Entrées d'annotation de régions:
+ + + +

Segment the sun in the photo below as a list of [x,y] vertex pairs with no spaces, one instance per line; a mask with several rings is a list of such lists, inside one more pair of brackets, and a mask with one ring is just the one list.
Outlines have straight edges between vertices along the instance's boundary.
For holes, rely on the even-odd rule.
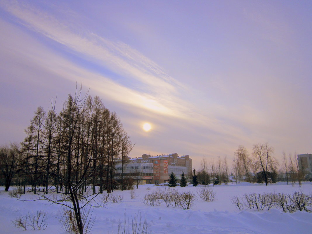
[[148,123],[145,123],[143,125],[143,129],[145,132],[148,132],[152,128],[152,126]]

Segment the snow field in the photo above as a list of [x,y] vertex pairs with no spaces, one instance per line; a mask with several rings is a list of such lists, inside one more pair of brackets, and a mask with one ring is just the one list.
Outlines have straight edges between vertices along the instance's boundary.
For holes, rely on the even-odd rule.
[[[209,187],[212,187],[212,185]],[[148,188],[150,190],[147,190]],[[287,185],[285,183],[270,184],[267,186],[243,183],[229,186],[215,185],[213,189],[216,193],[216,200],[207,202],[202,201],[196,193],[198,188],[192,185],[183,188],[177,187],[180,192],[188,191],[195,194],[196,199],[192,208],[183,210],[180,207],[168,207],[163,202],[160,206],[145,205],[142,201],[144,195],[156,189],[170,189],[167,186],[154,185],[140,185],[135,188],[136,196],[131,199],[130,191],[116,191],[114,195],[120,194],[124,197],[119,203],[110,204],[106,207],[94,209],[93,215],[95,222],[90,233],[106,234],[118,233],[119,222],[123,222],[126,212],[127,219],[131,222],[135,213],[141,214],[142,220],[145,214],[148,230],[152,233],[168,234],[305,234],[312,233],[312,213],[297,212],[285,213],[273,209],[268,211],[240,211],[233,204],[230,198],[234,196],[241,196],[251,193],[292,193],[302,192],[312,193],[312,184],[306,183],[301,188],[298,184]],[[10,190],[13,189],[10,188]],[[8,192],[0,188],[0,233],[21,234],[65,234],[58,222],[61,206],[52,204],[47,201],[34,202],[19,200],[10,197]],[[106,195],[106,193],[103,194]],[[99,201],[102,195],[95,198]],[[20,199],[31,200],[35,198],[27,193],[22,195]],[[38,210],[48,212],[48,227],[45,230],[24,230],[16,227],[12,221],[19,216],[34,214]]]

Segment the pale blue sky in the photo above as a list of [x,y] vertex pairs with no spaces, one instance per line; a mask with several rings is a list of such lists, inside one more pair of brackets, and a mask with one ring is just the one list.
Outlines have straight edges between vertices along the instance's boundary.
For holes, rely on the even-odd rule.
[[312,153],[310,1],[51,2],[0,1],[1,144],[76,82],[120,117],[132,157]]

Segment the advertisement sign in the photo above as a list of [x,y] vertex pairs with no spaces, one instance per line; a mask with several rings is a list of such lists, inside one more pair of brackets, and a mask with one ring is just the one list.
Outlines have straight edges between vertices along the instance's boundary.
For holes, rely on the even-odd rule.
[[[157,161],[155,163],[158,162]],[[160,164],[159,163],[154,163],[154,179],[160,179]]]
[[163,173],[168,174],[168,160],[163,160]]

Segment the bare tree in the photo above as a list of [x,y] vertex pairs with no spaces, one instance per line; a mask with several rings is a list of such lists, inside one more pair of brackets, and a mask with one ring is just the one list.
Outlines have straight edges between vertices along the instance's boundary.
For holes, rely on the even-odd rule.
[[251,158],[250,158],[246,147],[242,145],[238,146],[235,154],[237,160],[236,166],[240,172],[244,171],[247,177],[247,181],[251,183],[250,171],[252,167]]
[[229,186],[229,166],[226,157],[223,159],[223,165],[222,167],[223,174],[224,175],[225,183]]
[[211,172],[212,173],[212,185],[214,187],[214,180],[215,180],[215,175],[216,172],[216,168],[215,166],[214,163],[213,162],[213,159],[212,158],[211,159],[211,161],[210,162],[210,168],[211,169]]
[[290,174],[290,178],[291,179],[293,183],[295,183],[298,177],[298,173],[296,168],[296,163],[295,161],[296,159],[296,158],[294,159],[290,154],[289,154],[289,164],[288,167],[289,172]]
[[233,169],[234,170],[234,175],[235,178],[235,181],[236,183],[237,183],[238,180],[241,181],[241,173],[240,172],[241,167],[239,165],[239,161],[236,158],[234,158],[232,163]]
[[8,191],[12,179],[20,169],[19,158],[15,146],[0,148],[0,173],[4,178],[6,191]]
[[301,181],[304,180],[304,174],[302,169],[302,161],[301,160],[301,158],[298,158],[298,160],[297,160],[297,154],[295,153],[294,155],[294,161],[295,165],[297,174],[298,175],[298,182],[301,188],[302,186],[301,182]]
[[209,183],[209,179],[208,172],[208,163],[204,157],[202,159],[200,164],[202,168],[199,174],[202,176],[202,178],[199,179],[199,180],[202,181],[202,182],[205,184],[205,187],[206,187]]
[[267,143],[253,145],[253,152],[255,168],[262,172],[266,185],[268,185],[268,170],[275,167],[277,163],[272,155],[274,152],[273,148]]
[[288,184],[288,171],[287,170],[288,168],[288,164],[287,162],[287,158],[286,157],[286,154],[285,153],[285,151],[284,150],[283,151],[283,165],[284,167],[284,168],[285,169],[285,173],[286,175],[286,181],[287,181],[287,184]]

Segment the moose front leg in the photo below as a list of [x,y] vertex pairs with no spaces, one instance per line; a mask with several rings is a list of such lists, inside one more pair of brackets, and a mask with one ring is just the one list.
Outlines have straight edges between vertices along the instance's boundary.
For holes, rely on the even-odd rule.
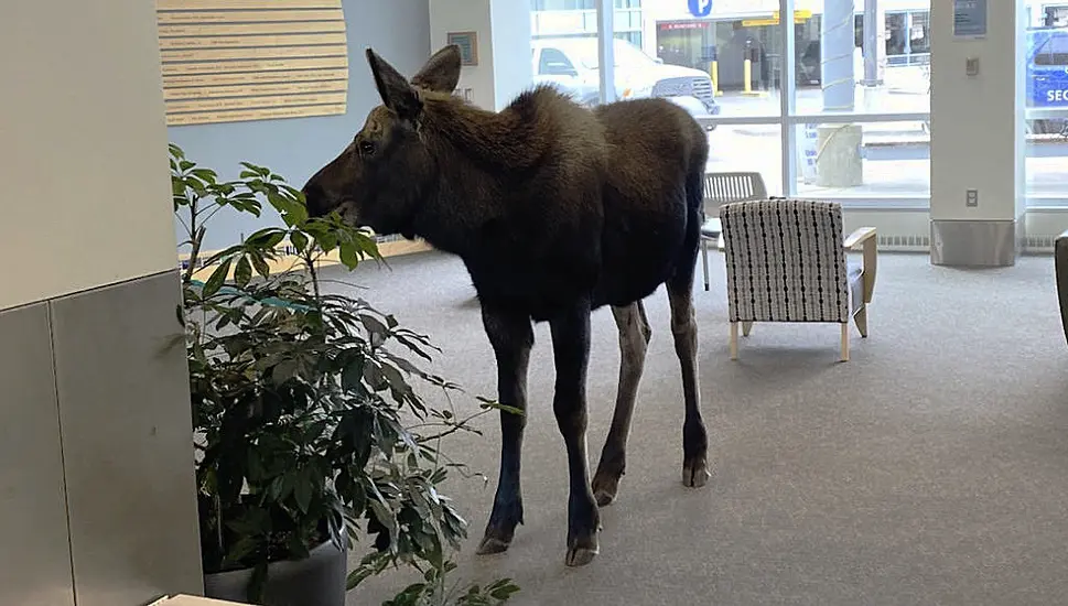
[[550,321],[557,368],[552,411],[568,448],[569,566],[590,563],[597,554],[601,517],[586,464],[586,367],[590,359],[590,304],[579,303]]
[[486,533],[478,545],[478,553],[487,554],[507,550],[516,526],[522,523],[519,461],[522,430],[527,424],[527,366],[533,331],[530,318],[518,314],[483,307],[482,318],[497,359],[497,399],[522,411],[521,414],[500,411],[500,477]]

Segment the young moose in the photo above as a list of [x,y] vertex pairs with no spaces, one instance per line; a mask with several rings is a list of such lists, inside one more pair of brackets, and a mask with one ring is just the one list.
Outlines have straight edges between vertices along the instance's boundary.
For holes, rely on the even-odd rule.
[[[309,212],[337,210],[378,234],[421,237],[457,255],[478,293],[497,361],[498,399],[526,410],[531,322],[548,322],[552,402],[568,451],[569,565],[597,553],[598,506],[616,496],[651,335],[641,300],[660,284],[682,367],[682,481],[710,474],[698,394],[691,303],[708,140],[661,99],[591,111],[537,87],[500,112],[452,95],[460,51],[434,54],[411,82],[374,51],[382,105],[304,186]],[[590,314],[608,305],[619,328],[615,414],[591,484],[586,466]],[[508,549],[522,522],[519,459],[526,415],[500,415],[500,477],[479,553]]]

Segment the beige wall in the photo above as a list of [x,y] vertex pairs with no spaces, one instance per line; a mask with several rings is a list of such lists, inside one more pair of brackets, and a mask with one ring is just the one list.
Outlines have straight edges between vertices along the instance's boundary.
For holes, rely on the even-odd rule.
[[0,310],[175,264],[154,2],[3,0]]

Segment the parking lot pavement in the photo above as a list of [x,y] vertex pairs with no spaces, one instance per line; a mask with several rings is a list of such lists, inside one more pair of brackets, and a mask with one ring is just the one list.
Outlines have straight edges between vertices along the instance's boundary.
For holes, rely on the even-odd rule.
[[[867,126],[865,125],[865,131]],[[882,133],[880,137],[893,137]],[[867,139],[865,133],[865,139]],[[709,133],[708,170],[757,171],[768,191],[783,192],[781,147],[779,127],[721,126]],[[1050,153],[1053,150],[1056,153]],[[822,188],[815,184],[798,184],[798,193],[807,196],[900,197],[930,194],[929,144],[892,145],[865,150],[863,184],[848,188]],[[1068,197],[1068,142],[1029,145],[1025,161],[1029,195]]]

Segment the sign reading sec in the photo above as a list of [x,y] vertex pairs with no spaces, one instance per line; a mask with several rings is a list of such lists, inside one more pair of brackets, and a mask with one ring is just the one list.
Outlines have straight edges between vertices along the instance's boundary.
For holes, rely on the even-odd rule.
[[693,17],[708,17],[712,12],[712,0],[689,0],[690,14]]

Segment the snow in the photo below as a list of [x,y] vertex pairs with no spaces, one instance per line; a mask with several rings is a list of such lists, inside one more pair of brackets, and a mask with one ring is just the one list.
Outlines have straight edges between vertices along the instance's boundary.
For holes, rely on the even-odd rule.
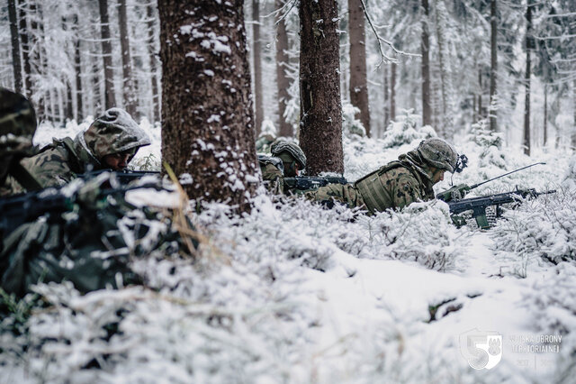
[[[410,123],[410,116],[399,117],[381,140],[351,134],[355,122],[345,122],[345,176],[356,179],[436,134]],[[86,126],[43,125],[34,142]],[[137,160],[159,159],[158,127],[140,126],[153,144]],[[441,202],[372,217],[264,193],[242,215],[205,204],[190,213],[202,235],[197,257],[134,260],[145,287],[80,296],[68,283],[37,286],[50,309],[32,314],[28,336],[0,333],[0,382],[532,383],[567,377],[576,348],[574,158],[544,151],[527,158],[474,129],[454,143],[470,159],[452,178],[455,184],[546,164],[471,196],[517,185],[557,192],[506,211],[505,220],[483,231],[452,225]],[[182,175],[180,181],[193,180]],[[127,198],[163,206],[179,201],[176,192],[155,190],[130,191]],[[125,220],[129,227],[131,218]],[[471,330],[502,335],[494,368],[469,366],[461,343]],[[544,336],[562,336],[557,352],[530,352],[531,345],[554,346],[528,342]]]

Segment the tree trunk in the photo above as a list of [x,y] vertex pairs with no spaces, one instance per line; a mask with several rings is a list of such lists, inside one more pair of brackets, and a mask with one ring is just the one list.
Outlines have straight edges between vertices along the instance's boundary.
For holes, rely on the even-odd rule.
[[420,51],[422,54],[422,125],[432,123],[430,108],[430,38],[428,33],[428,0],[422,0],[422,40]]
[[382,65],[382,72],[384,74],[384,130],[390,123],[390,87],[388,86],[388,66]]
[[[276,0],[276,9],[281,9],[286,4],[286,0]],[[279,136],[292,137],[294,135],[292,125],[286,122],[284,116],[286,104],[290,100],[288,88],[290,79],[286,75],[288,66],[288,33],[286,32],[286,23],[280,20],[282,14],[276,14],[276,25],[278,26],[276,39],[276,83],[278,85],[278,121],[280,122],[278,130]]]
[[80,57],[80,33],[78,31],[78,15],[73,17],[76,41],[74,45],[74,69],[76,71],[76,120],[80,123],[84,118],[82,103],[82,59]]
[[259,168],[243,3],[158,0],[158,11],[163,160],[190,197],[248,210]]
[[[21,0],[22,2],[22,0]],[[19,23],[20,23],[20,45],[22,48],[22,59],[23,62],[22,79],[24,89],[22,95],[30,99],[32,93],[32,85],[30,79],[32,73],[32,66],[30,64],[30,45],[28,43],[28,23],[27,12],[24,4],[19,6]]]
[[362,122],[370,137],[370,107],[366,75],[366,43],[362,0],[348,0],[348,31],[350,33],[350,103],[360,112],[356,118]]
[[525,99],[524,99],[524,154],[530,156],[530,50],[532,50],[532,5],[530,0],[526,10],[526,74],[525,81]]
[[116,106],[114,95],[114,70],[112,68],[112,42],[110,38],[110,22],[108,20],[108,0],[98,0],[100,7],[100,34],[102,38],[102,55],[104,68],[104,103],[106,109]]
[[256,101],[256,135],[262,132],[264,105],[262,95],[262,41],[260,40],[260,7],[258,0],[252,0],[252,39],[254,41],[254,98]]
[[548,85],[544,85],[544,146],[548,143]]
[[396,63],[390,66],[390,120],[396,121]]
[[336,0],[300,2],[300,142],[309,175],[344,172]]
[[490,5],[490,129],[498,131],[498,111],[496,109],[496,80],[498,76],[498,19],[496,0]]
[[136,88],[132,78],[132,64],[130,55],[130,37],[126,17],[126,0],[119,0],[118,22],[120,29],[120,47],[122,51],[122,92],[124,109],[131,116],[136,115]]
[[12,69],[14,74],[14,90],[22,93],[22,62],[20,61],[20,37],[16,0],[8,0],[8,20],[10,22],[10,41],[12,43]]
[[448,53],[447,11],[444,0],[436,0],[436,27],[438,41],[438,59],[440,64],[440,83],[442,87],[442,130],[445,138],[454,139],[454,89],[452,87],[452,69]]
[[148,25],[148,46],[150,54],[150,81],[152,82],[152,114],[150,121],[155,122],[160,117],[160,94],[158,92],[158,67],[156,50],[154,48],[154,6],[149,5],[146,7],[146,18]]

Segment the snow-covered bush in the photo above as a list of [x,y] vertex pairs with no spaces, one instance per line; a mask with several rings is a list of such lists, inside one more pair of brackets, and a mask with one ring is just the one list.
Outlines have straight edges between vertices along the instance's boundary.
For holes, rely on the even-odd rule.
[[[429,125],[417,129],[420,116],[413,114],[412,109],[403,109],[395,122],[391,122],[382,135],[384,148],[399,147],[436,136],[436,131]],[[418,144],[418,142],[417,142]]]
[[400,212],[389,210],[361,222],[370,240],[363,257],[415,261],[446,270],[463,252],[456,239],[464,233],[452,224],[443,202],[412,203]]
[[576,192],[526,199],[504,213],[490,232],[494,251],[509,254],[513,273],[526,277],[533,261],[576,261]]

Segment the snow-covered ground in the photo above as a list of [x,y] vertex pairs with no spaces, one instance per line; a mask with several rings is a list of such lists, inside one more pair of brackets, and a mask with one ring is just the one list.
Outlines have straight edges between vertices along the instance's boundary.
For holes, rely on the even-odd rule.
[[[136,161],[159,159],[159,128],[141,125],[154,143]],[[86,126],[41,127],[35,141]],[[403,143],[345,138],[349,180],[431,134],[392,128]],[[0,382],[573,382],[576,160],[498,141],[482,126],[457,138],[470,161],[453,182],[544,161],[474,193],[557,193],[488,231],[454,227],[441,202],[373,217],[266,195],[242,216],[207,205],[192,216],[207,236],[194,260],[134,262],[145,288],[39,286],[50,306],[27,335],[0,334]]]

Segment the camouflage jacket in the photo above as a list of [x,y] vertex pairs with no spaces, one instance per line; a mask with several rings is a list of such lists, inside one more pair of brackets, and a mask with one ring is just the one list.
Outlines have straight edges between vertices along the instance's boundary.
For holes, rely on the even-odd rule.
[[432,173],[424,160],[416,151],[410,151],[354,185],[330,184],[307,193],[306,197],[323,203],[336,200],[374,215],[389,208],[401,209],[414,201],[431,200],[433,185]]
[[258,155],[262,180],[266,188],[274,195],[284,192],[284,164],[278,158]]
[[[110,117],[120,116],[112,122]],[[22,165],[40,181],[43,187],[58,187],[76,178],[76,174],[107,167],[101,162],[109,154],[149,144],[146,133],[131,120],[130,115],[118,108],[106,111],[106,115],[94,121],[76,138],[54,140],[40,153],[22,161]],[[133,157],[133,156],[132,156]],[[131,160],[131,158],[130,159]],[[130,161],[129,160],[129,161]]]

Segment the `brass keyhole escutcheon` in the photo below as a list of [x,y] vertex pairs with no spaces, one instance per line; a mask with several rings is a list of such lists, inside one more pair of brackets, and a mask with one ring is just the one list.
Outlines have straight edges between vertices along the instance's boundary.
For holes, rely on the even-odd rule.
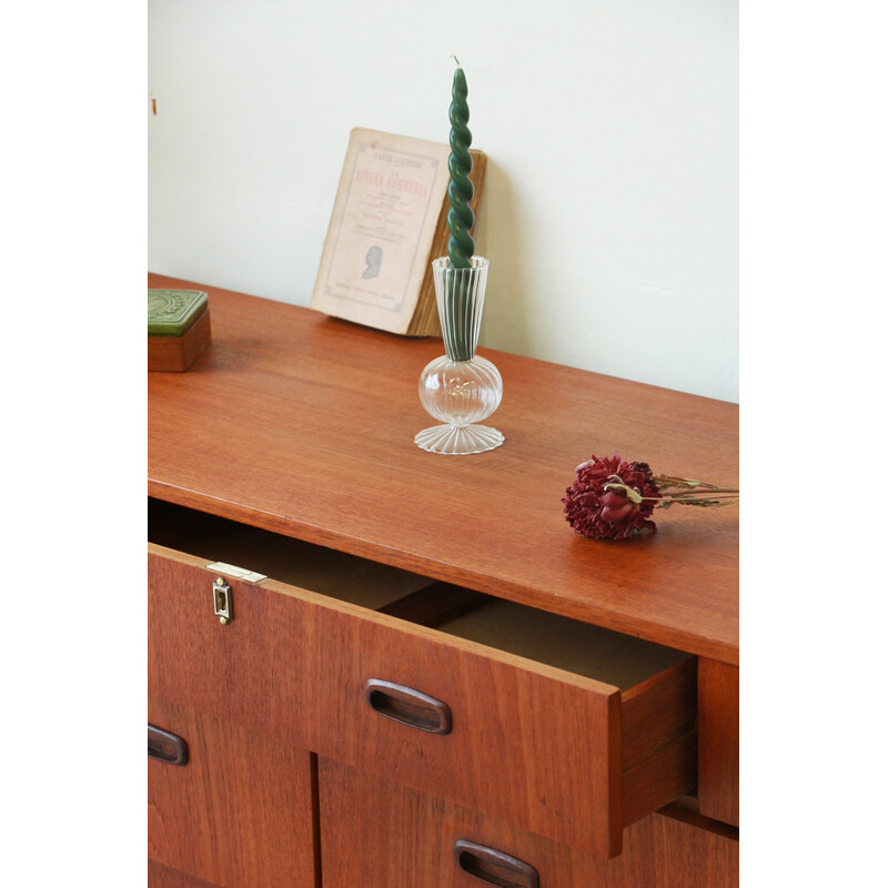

+ + + +

__Énoncé du problème__
Comptez, s'il vous plaît, les lignes des entrées ci-dessus qui contiennent la chaîne « parking », en tenant compte de la casse. Donnez uniquement ce nombre.

__Réponse attendue__
1